__The task__. Reproduce the book review below in full, word for word from its first line to its last.

__Passage shown__.
In lieu of an abstract, here is a brief excerpt of the content:

Reviewed by:
  • A World Connecting: 1870–1945 ed. by Emily S. Rosenberg
  • Daniel R. Headrick (bio)
A World Connecting: 1870–1945. Edited by Emily S. Rosenberg. Cambridge, MA: Harvard University Press, 2012. Pp. 1168. $39.95.

Every age rediscovers the past in its own light. Since the end of the cold war, we have become obsessed with globalization. It is not surprising, then, that a book about world history from 1870 to 1945 would stress that period’s global interconnectedness and modernity instead of the great power rivalries, world wars, depression, and totalitarianism that occupy most other books.

To achieve this goal, the editor, Emily Rosenberg, has chosen five authors to write essays on different aspects of the period, each one almost book length. For the reader familiar with the chronology of important events such as wars, revolutions, and technological innovations, these essays complete the picture presented in more traditional world histories. For those without that level of knowledge, however, they will seem disjointed and confusing.

__Record extracts__.
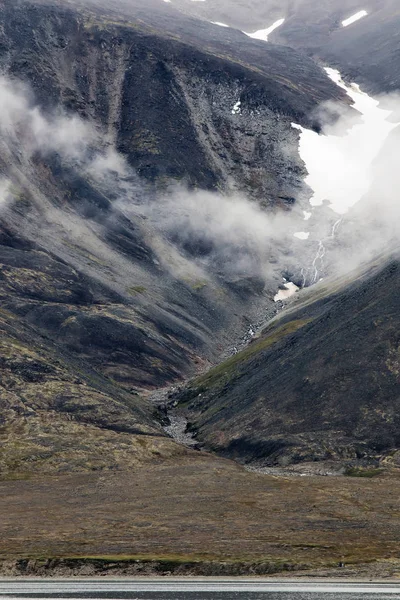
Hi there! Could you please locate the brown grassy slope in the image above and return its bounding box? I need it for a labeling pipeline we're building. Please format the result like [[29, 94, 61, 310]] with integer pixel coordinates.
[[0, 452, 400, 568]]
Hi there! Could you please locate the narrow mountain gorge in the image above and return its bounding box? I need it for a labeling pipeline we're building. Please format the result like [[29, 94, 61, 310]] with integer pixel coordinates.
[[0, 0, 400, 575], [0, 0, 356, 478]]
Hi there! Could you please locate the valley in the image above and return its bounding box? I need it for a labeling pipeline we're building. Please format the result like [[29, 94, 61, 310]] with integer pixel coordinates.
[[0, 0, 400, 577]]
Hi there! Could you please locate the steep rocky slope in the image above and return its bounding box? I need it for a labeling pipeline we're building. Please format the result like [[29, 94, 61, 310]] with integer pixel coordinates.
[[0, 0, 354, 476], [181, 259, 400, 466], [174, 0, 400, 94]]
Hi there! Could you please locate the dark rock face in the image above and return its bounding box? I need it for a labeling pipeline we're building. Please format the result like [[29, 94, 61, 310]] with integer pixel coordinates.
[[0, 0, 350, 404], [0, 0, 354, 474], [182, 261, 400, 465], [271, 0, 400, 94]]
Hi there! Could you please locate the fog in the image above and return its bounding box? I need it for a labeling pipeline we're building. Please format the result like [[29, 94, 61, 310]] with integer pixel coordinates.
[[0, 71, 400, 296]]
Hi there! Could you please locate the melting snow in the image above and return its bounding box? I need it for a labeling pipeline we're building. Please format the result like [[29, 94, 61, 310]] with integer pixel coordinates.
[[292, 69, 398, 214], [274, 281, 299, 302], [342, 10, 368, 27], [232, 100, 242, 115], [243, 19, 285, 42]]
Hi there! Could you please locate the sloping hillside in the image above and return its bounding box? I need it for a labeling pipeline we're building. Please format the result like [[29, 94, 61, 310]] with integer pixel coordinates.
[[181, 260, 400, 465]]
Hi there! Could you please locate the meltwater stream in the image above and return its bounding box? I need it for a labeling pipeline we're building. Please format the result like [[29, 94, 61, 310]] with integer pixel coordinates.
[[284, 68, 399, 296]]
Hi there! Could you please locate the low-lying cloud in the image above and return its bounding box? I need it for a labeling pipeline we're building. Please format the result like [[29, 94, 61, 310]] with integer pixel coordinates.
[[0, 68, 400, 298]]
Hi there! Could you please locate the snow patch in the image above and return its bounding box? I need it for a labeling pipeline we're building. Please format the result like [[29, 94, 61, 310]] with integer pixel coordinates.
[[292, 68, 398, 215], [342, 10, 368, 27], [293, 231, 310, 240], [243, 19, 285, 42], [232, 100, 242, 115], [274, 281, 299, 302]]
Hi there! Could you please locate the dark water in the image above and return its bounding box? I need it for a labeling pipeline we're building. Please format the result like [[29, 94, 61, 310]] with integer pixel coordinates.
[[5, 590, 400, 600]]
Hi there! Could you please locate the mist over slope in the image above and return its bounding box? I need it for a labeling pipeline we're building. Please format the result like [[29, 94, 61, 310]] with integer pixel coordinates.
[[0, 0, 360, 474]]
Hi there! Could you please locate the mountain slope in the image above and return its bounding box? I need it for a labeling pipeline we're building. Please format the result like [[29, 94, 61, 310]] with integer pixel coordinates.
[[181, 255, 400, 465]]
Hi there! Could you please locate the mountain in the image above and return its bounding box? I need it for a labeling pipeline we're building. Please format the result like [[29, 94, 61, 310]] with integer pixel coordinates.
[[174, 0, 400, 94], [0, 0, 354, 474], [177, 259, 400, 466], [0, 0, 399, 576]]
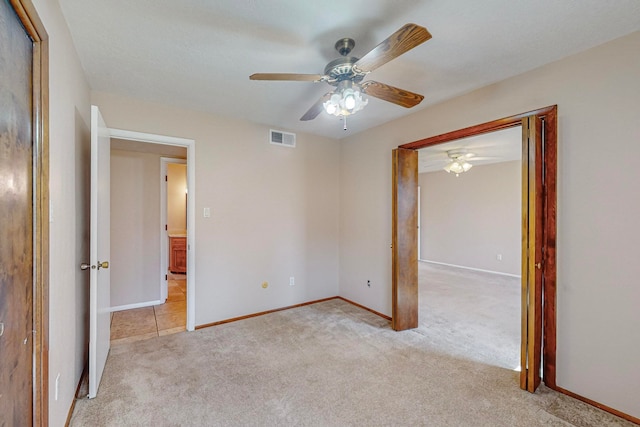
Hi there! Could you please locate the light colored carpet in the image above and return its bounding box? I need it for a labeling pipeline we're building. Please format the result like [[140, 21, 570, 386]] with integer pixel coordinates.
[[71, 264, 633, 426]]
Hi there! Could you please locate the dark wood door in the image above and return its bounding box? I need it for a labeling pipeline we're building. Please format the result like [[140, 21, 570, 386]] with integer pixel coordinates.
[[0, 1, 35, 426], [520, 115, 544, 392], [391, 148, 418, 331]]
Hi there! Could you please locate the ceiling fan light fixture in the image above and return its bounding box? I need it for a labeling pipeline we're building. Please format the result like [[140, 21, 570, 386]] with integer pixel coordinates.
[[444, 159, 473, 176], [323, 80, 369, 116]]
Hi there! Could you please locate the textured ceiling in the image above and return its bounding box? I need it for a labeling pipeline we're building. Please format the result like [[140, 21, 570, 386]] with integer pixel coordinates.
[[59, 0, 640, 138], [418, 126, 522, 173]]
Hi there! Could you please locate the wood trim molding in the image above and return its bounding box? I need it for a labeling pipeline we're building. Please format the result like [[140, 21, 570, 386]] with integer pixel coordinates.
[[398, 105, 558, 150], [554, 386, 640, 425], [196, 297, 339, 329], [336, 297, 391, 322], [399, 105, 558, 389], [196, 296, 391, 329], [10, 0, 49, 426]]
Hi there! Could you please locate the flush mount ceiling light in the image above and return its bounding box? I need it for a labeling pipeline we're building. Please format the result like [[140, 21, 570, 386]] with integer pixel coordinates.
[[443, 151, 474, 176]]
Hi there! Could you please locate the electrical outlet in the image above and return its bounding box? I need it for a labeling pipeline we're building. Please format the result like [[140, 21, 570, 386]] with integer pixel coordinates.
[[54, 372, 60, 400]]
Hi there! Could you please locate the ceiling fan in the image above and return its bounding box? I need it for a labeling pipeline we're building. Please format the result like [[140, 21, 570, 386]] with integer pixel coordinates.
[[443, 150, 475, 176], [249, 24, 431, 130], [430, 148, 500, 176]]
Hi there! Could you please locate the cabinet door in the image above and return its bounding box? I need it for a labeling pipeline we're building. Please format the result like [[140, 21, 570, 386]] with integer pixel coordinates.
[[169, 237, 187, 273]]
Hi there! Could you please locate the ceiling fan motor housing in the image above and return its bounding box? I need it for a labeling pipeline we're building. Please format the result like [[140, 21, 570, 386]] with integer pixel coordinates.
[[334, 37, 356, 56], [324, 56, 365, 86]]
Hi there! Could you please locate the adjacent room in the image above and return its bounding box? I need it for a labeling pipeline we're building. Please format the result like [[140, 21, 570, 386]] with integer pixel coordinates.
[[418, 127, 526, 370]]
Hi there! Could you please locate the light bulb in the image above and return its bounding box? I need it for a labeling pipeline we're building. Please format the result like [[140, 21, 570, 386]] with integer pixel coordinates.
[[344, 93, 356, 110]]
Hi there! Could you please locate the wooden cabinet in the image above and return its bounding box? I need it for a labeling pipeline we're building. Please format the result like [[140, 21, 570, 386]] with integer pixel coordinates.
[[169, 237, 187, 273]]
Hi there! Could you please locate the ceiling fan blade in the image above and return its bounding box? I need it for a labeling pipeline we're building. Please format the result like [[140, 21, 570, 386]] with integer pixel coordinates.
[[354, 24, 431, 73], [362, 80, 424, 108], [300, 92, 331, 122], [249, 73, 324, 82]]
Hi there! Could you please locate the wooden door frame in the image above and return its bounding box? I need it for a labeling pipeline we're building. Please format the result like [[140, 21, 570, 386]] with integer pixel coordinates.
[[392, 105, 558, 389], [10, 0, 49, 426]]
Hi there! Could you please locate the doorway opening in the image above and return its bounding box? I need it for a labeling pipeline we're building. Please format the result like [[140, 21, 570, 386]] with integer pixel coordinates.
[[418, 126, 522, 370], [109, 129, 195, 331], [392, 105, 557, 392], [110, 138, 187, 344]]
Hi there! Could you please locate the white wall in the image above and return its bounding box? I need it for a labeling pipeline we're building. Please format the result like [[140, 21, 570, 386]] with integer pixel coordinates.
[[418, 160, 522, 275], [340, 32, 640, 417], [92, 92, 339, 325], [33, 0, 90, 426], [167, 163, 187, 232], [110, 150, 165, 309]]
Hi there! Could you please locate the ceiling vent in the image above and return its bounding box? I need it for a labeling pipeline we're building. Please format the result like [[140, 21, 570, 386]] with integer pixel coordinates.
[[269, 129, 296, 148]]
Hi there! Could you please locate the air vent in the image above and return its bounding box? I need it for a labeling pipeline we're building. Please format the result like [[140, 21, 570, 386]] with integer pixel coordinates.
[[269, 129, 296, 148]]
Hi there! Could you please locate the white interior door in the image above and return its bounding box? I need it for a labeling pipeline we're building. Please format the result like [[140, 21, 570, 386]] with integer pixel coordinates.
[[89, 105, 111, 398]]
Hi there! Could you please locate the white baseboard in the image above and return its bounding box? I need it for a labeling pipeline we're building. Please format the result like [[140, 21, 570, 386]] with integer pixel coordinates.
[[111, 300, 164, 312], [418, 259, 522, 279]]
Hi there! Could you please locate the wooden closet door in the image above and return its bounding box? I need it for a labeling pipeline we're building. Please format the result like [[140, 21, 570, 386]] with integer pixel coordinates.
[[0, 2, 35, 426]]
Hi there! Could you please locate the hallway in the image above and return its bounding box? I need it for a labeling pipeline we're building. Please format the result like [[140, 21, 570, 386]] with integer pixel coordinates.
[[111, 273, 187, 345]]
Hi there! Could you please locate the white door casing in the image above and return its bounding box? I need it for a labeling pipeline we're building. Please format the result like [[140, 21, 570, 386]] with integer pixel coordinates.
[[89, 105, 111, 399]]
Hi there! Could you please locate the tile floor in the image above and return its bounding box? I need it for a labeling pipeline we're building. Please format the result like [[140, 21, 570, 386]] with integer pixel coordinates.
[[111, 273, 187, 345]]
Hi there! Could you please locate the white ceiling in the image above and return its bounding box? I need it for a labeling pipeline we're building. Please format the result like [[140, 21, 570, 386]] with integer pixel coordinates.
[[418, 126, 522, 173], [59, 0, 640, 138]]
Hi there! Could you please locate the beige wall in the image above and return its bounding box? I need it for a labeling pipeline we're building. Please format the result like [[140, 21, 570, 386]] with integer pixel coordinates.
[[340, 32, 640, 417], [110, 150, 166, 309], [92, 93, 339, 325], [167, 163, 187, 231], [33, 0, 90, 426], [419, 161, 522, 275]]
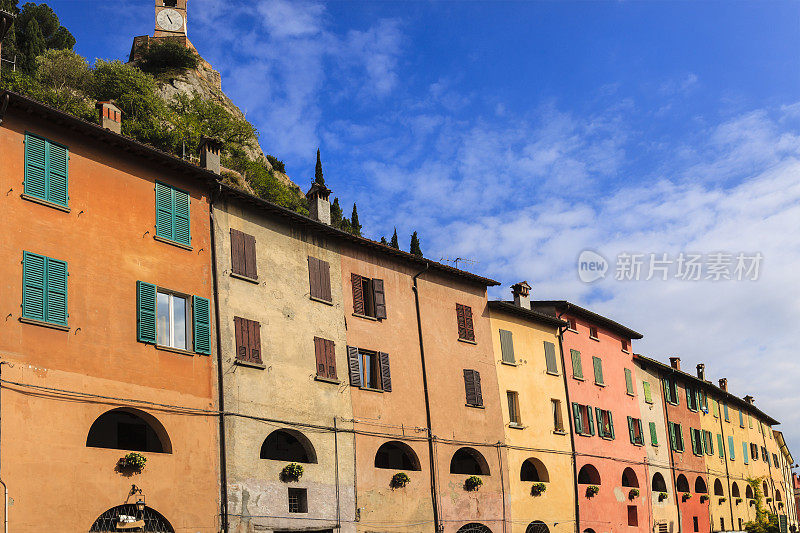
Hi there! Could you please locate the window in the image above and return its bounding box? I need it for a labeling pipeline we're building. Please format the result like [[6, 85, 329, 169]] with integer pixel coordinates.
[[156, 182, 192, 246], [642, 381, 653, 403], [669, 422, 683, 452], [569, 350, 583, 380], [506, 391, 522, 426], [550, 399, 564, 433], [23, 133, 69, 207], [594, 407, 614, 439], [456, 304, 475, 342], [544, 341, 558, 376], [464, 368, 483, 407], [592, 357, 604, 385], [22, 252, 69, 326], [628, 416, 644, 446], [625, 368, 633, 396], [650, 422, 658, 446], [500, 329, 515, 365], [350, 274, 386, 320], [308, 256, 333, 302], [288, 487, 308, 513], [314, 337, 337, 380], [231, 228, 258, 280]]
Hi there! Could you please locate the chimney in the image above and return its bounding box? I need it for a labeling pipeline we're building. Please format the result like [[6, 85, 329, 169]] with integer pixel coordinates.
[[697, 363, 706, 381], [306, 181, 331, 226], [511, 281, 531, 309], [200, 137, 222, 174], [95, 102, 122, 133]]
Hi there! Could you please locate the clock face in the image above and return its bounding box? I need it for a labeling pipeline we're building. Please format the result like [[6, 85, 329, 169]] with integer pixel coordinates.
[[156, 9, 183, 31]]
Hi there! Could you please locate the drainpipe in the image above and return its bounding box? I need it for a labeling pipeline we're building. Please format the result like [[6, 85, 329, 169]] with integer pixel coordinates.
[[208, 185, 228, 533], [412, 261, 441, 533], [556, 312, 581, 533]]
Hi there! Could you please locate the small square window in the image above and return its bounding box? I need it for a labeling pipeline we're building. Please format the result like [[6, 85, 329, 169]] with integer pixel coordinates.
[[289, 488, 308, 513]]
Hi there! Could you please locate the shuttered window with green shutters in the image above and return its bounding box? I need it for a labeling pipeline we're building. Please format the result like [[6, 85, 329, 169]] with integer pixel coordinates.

__Worked solution__.
In lieu of an abstract, here is a brief excerpt of the content:

Reviewed by:
  • A World Connecting: 1870–1945 ed. by Emily S. Rosenberg
  • Daniel R. Headrick (bio)
A World Connecting: 1870–1945. Edited by Emily S. Rosenberg. Cambridge, MA: Harvard University Press, 2012. Pp. 1168. $39.95.

Every age rediscovers the past in its own light. Since the end of the cold war, we have become obsessed with globalization. It is not surprising, then, that a book about world history from 1870 to 1945 would stress that period’s global interconnectedness and modernity instead of the great power rivalries, world wars, depression, and totalitarianism that occupy most other books.

To achieve this goal, the editor, Emily Rosenberg, has chosen five authors to write essays on different aspects of the period, each one almost book length. For the reader familiar with the chronology of important events such as wars, revolutions, and technological innovations, these essays complete the picture presented in more traditional world histories. For those without that level of knowledge, however, they will seem disjointed and confusing.